The task >>
Extract every line below that contains the word "area", and copy each one as it appears.

Start of The records

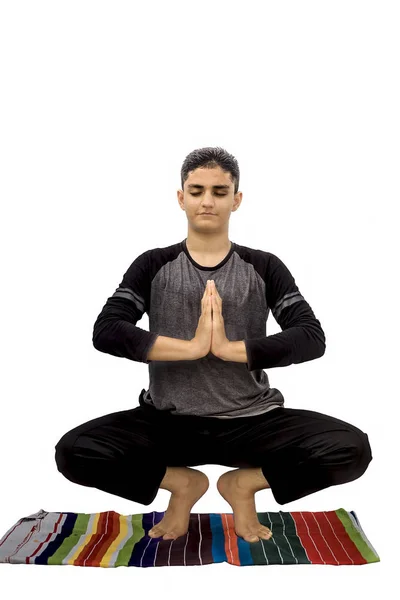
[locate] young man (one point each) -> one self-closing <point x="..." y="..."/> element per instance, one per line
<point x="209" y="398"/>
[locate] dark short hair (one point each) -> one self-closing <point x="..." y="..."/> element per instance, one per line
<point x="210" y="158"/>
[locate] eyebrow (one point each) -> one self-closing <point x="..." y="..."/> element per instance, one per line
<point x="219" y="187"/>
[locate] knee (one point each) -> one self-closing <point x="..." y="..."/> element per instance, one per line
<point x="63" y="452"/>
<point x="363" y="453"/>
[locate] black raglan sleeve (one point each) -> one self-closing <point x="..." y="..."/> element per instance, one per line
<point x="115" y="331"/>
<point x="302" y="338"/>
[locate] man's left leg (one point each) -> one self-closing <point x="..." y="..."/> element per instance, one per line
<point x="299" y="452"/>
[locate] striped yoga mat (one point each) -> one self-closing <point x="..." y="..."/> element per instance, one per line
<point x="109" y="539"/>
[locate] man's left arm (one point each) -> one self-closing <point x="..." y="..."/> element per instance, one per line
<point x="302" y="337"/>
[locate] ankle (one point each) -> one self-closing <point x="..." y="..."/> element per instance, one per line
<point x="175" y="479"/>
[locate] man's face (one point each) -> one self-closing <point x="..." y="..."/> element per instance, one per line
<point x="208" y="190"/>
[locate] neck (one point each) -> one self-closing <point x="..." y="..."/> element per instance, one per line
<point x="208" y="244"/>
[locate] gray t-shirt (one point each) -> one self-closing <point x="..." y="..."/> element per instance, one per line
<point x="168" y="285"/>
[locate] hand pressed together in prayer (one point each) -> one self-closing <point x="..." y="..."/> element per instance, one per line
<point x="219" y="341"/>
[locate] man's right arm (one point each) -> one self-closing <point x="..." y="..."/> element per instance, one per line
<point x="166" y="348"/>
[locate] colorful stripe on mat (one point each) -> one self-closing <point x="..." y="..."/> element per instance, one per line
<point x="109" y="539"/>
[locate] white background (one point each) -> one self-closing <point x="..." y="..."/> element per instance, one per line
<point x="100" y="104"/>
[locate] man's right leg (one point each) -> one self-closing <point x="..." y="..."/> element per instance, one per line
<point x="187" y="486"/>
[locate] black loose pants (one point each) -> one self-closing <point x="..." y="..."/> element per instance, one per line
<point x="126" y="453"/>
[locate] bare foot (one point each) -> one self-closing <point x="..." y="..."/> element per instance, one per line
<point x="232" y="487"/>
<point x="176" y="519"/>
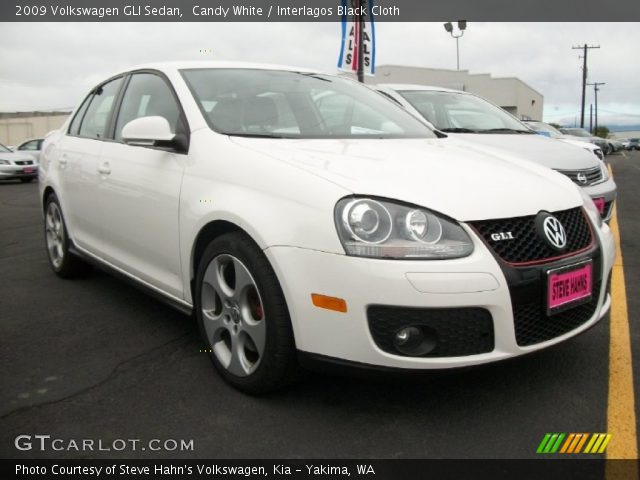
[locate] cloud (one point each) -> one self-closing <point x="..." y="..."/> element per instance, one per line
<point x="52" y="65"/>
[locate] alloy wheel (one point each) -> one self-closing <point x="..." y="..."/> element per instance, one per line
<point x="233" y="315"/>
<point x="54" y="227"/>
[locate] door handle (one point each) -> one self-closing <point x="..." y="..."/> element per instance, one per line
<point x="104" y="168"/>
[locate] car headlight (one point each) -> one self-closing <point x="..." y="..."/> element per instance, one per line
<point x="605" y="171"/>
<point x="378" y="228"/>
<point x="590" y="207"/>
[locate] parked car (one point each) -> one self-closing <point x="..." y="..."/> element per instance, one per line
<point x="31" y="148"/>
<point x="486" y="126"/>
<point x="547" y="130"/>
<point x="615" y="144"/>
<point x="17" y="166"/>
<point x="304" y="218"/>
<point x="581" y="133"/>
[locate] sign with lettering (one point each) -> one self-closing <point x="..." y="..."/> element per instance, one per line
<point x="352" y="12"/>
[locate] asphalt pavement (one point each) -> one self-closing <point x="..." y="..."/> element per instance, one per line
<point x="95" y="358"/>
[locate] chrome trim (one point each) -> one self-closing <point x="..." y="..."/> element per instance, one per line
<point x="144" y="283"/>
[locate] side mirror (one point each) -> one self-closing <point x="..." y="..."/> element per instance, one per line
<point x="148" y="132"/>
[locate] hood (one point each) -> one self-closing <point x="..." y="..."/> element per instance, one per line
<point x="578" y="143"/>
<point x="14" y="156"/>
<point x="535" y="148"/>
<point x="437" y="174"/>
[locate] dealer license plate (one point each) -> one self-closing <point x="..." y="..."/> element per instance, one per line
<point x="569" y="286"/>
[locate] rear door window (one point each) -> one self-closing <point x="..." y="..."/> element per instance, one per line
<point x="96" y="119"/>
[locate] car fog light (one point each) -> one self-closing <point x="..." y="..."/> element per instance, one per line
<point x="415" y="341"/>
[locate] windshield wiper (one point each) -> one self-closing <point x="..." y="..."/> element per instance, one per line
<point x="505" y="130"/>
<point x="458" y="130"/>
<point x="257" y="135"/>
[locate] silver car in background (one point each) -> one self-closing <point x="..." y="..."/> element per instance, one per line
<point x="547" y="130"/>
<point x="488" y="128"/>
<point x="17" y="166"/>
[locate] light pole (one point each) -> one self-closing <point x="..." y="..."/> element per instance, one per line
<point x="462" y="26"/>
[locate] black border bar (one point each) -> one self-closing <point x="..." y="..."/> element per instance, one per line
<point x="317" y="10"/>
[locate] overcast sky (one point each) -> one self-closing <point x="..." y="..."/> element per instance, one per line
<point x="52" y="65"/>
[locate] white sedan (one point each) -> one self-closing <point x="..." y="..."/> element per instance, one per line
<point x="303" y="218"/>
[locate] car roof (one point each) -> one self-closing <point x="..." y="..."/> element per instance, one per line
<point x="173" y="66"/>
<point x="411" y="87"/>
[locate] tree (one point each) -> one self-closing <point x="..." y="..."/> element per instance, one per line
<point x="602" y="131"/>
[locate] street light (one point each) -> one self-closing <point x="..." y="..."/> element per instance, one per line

End of The records
Start of The records

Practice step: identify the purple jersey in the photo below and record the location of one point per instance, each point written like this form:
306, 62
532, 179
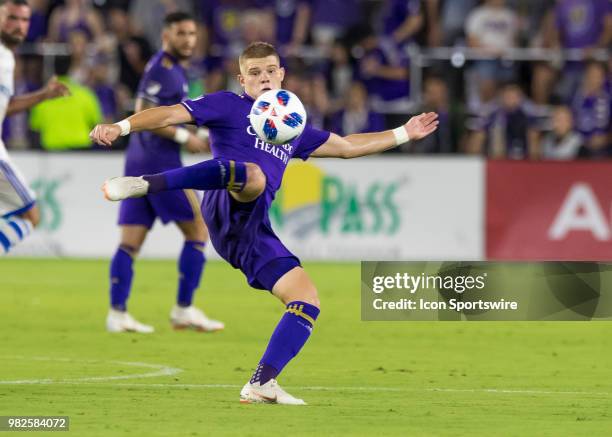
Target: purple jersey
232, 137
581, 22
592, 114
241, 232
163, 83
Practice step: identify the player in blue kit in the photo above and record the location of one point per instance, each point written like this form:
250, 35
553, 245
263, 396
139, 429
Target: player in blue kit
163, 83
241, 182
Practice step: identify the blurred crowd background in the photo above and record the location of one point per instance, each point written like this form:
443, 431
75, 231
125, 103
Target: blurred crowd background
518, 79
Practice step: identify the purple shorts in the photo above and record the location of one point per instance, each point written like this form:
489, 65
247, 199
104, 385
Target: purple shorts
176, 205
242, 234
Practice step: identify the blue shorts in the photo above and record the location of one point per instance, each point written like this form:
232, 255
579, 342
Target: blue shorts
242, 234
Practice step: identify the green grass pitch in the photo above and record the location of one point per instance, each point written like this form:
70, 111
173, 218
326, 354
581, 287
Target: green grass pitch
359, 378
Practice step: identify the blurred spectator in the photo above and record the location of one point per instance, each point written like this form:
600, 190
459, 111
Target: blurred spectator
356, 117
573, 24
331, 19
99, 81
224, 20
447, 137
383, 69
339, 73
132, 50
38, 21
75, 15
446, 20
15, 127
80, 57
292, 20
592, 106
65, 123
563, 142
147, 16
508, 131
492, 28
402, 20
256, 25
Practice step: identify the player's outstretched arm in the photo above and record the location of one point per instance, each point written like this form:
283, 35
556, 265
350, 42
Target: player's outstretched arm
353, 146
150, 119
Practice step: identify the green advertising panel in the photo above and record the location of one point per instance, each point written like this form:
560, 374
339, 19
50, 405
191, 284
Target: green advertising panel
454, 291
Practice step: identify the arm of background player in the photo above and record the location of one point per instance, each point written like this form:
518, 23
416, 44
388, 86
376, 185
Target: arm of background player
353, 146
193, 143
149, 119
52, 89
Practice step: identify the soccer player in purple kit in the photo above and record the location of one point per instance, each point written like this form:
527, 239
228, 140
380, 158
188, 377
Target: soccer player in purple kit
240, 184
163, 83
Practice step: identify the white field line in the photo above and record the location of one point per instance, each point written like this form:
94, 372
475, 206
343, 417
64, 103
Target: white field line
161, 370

End of The records
Start of The records

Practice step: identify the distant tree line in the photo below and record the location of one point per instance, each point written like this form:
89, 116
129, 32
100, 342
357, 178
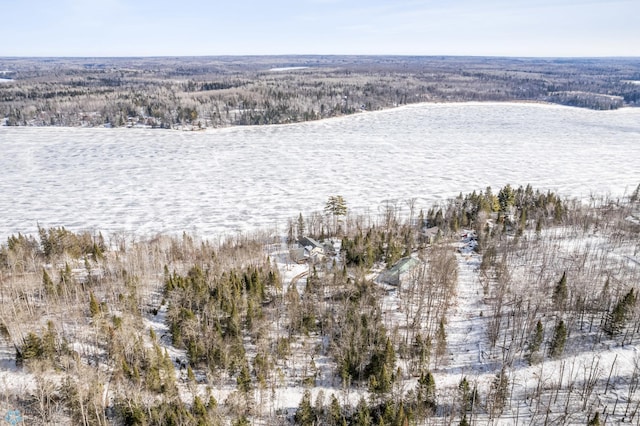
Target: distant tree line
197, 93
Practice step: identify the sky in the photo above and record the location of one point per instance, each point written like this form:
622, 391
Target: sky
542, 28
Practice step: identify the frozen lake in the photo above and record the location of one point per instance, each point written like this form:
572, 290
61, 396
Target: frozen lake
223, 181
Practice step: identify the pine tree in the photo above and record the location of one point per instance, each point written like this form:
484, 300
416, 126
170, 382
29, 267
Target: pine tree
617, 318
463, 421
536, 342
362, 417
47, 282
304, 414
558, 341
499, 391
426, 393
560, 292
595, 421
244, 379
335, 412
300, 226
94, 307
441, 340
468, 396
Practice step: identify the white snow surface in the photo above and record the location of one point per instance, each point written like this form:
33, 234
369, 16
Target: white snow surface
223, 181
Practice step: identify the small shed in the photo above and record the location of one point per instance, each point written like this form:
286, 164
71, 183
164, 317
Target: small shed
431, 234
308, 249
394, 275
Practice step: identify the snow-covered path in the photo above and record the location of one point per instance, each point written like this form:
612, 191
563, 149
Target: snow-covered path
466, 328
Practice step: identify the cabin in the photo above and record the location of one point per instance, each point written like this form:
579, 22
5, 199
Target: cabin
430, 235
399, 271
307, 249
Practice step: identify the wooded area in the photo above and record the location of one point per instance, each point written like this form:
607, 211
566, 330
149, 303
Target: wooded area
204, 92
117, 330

End of The records

Answer for the task >>
Practice step: identify the wooded area in the photo above and record the location of one point per instance, each point written like this form:
Target: wooded area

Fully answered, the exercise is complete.